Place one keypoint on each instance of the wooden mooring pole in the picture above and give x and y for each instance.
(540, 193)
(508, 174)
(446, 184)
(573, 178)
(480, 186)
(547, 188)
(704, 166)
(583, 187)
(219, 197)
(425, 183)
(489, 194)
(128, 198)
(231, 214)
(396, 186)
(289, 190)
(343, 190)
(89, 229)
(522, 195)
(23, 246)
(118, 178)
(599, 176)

######

Task to carry out: Rewrite every item above as a numbered list, leaving out any blank lines.

Written solution:
1. Place one keypoint on each instance of the wooden mooring pole in the picture above and give x and y for each instance.
2. (540, 193)
3. (508, 174)
4. (446, 184)
5. (573, 178)
6. (480, 186)
7. (547, 188)
8. (704, 166)
9. (583, 187)
10. (219, 197)
11. (425, 183)
12. (489, 194)
13. (128, 198)
14. (231, 214)
15. (396, 186)
16. (289, 190)
17. (343, 190)
18. (89, 229)
19. (522, 195)
20. (23, 246)
21. (118, 178)
22. (599, 176)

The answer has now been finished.